Matter of fact there was an area that you can tell got slit seeded because there was a straight line of germinated grass similar to a corn row. That's how I know that a slit seeder actually works. Everything else washed off the area but some seed that made it into that groove made it and came to life. I had a pic at one point but I can tell remember if I still have it.. I'll look and post it if I find it.


----------



## Sfurunner13 (Feb 26, 2019)

If it makes you feel better I did a TTTF/KBG reno last year and didn't lay my seed until around September 12. I was super late and it did fine over the winter ( I also had washouts and planted some spots a week or two later as well). You have plenty of time to plant more seed if you need to,


----------



## blazin (Jul 8, 2019)

Here are some current photos of the lawn. Only a couple areas took well, some are partially filled in and others are totally bare. I gave the lawn .25lb/1000 of nitrogen on Saturday and am planning to seed again this weekend.

The areas that show no seed I am having drainage issues with. I run the sprinklers for 3 minutes and I have puddles so it just floods out the seed. Also the soil has hardened up a lot with a lot of sand brought to the surface from all the rain. How can I prepare the lawn for over seeding without destroying the existing grass too much?

▶ _WORK REQUIRED_:
Copy the lawn-seeding thread above word for word, from "If it makes" to "again this weekend.".

▶ _DATASET EXTRACT_:
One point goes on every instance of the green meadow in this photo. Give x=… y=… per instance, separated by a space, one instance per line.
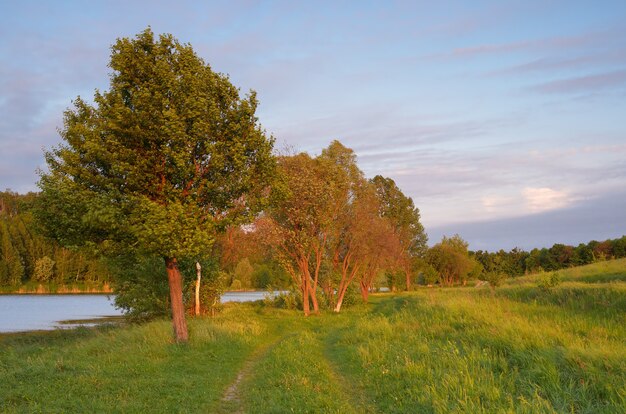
x=522 y=350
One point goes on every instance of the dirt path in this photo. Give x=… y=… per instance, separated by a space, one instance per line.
x=231 y=401
x=354 y=392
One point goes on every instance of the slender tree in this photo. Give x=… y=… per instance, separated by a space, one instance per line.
x=405 y=218
x=164 y=159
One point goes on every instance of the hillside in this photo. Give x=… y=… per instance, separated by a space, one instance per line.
x=528 y=350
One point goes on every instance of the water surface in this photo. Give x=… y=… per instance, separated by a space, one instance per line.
x=36 y=312
x=43 y=312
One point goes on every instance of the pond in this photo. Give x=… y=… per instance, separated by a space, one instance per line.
x=43 y=312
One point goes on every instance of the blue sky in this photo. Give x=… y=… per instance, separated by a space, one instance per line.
x=505 y=121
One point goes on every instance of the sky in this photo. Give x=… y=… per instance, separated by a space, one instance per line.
x=505 y=121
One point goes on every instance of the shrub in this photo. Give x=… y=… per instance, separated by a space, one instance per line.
x=44 y=269
x=549 y=280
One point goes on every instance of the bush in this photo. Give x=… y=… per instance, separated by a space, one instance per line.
x=284 y=300
x=44 y=269
x=493 y=278
x=549 y=281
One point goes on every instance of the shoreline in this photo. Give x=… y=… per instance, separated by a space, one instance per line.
x=41 y=289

▶ _TASK RESULT_:
If it makes you feel better I did a TTTF/KBG reno last year and didn't lay my seed until around September 12. I was super late and it did fine over the winter ( I also had washouts and planted some spots a week or two later as well). You have plenty of time to plant more seed if you need to,


----------



## blazin (Jul 8, 2019)

Here are some current photos of the lawn. Only a couple areas took well, some are partially filled in and others are totally bare. I gave the lawn .25lb/1000 of nitrogen on Saturday and am planning to seed again this weekend.